### Required action 1
In the passage on Amazon animals, what has earned oncillas a "vulnerable" conservation status?
### Required action 2
For each statement, decide whether it agrees with the passage on Amazon animals. Answer yes or no, and quote the words from the passage that decide it. (a) Wild capybaras travel in groups of 50 to 100. (b) Oncillas are larger than domestic cats. (c) Toucans' large beaks help them cool off.
### Required action 3
Repeat word for word the part of the passage on Amazon animals starting with "Parrots are some" and going on through "the movie Rio.".

[Passage to read]

In the wild, capybaras are highly gregarious, traveling in groups of 50 to 100 individuals. In captivity, their need for companionship is sometimes met by substituting other small animals or orphaned young. Their sociable and easygoing nature makes them the perfect friends for fuzzy and feathered fellows from all walks of life.
Cats of Every Size
When you think of jungle predators, big cats like jaguars, pumas and panthers are some of the first candidates that come to mind. While the Amazon has its share of sizeable feline apex predators, it's also home to smaller species of cats.
Ocelots and jaguarundis are smaller than their big-cat cousins, but they dwarf the tiny oncilla (pictured here). Oncillas are roughly the size of domestic cats, though their size makes them no less formidable as predators in the Amazon. Poaching for their pelts has earned them a "vulnerable" conservation status.
Take to the Skies
Toucans are some of the most recognizable birds, and of the toucan family, the toco toucan or giant toucan is probably the most iconic. Their sleek black bodies, white faces and bright orange beaks make for a memorable caricature, though they’re hardly the only birds in the jungle.
Toucans range in size from 24 inches from beak to tail to about the size of an American crow. Short wings make flight among the branches a cinch, and their large beaks help them cool off between meals of rainforest fruit.
Parrots are some of the most intelligent birds we know. They make their homes in tropical and subtropical regions, and the Amazon is home to different species. Macaws in particular are practically synonymous with the Amazon rainforest.
Red, green, blue and yellow plumage sets these birds in contrast with their natural surroundings. Unfortunately, many species of macaw are endangered or extinct in the wild due to habitat loss and trapping. This includes Spix's macaw, which made its way into popular knowledge with the release of the movie Rio.

[/Passage to read]
[Source information]

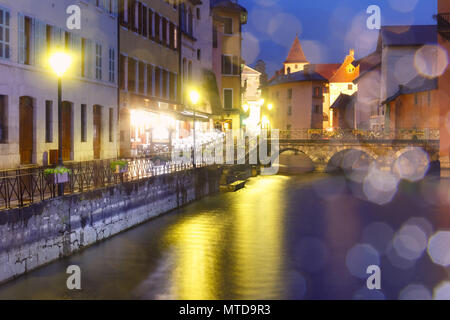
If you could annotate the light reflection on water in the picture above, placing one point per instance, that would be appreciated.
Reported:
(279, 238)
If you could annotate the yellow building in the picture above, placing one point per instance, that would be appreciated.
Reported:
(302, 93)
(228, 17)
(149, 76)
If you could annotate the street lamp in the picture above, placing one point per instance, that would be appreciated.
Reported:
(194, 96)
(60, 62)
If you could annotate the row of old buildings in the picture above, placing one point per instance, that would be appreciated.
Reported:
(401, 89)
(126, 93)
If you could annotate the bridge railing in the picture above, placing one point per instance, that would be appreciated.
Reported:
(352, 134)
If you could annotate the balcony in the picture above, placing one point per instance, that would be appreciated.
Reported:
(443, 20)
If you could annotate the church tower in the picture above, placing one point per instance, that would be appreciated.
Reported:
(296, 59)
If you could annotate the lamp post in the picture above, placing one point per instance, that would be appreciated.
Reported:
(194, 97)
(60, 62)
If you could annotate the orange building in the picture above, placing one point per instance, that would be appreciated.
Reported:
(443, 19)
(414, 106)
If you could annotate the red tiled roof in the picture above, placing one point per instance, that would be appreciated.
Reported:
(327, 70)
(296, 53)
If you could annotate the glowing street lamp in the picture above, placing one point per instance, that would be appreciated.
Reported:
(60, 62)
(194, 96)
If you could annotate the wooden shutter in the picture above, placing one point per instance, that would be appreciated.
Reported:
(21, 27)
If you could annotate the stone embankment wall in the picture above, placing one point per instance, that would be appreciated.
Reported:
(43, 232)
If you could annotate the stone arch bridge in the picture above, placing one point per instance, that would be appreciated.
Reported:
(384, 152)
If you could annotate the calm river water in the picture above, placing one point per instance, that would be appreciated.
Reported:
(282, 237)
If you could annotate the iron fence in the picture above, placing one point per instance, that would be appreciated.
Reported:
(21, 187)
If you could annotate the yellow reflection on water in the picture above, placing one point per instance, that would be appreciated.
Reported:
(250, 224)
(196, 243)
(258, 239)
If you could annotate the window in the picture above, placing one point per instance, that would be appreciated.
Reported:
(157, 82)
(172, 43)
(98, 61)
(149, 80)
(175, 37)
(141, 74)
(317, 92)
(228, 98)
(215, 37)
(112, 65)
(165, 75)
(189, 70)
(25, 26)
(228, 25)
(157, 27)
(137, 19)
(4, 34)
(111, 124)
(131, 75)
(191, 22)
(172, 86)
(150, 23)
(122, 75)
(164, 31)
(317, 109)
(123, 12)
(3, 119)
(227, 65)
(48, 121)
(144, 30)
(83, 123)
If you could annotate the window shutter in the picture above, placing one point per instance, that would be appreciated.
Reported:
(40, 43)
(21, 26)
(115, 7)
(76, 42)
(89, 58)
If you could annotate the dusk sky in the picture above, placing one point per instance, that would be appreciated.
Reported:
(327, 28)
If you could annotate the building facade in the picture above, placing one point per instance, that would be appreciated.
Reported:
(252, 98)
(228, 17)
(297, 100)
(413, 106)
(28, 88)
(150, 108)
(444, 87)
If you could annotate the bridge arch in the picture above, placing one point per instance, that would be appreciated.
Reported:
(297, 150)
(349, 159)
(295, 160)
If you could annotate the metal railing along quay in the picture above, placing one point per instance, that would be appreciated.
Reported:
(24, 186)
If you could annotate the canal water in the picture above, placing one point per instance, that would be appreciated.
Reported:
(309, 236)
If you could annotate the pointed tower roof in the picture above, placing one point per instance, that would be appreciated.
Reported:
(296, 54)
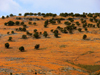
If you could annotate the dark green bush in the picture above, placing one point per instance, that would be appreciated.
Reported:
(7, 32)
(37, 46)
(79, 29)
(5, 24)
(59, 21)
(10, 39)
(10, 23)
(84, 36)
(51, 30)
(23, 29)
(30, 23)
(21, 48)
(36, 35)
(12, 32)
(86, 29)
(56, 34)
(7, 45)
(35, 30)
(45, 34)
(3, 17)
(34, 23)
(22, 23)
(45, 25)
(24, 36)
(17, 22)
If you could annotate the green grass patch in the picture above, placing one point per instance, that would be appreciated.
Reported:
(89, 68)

[/Source information]

### Result 1
Poaching for their pelts.

### Result 2
(a) Yes: "traveling in groups of 50 to 100 individuals"
(b) No: "Oncillas are roughly the size of domestic cats"
(c) Yes: "their large beaks help them cool off between meals of rainforest fruit"

### Result 3
Parrots are some of the most intelligent birds we know. They make their homes in tropical and subtropical regions, and the Amazon is home to different species. Macaws in particular are practically synonymous with the Amazon rainforest.
Red, green, blue and yellow plumage sets these birds in contrast with their natural surroundings. Unfortunately, many species of macaw are endangered or extinct in the wild due to habitat loss and trapping. This includes Spix's macaw, which made its way into popular knowledge with the release of the movie Rio.